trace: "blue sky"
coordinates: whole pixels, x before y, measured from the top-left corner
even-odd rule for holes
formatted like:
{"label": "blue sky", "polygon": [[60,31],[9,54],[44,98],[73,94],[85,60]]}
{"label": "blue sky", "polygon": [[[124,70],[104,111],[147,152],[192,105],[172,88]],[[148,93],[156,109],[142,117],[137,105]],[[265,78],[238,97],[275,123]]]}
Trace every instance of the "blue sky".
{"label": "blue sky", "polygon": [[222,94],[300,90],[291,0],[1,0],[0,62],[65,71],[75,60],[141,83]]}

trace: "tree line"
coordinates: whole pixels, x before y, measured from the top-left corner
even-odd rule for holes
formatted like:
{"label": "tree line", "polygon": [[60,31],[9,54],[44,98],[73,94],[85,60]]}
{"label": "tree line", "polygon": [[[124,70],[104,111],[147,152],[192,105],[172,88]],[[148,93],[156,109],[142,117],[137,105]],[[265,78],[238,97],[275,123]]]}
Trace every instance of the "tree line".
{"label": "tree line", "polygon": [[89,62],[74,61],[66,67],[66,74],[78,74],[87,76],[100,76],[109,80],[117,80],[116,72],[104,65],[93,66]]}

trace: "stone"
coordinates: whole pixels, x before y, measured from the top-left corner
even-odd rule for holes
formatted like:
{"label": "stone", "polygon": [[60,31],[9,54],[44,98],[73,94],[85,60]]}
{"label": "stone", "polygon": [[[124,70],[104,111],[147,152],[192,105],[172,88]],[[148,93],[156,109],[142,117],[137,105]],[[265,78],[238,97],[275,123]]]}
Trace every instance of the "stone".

§ **Task objective**
Make a verbatim copy of every entry shown above.

§ **Solution for this task**
trace: "blue sky"
coordinates: whole pixels, x before y, measured from the top-left corner
even-odd rule for holes
formatted like:
{"label": "blue sky", "polygon": [[60,31],[9,54],[44,98],[73,94],[85,60]]}
{"label": "blue sky", "polygon": [[[124,70],[104,111],[147,152],[192,105],[172,88]],[[148,93],[156,109],[142,117],[137,105]],[[265,78],[238,97],[275,123]]]}
Trace every instance of the "blue sky".
{"label": "blue sky", "polygon": [[222,94],[300,90],[291,0],[1,0],[0,62],[65,71],[75,60],[141,83]]}

trace: "tree line"
coordinates: whole pixels, x before y, measured from the top-left corner
even-odd rule for holes
formatted like:
{"label": "tree line", "polygon": [[60,31],[9,54],[44,98],[73,94],[85,60]]}
{"label": "tree line", "polygon": [[[124,70],[104,111],[147,152],[192,105],[172,88]],[[148,93],[156,109],[142,117],[137,105]],[[265,78],[238,97],[275,123]]]}
Trace every instance of the "tree line".
{"label": "tree line", "polygon": [[89,62],[74,61],[66,67],[66,74],[78,74],[87,76],[100,76],[109,80],[117,80],[116,72],[104,65],[93,66]]}

trace: "stone"
coordinates: whole pixels, x before y, measured from the top-left corner
even-odd rule for holes
formatted like:
{"label": "stone", "polygon": [[60,31],[9,54],[44,98],[73,94],[85,60]]}
{"label": "stone", "polygon": [[[124,70],[104,111],[147,152],[192,105],[172,88]],[[148,93],[156,109],[142,117],[137,105]],[[265,78],[238,97],[275,123]]]}
Trace every instance of the "stone".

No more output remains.